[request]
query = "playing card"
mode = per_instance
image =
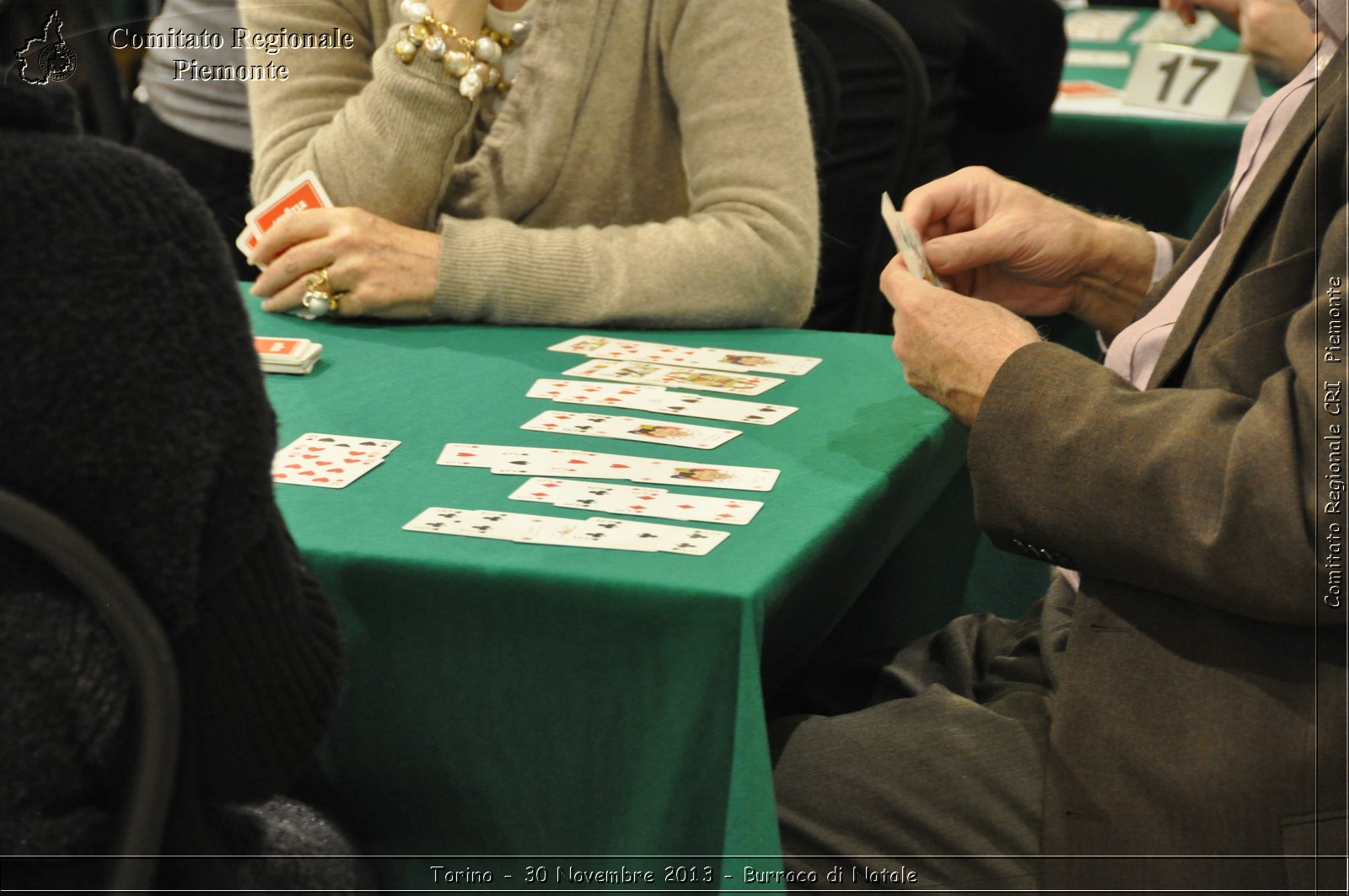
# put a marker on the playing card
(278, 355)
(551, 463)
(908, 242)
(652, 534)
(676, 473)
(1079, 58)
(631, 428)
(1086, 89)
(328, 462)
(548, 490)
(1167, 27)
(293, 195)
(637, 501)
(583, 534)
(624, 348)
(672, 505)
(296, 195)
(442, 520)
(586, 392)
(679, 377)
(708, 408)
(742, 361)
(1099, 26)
========================================================================
**What you have to do**
From the line with "mode = per_instance" down to the last line of the entries above, set down every line exactly, apart from the pictures.

**Problem solution**
mode = per_instance
image =
# put a marker on the playing card
(278, 355)
(551, 463)
(908, 242)
(652, 534)
(676, 473)
(1079, 58)
(631, 428)
(1086, 89)
(328, 462)
(548, 490)
(1167, 27)
(293, 195)
(637, 501)
(583, 534)
(624, 348)
(672, 505)
(296, 195)
(442, 520)
(586, 392)
(679, 377)
(708, 408)
(742, 361)
(1099, 26)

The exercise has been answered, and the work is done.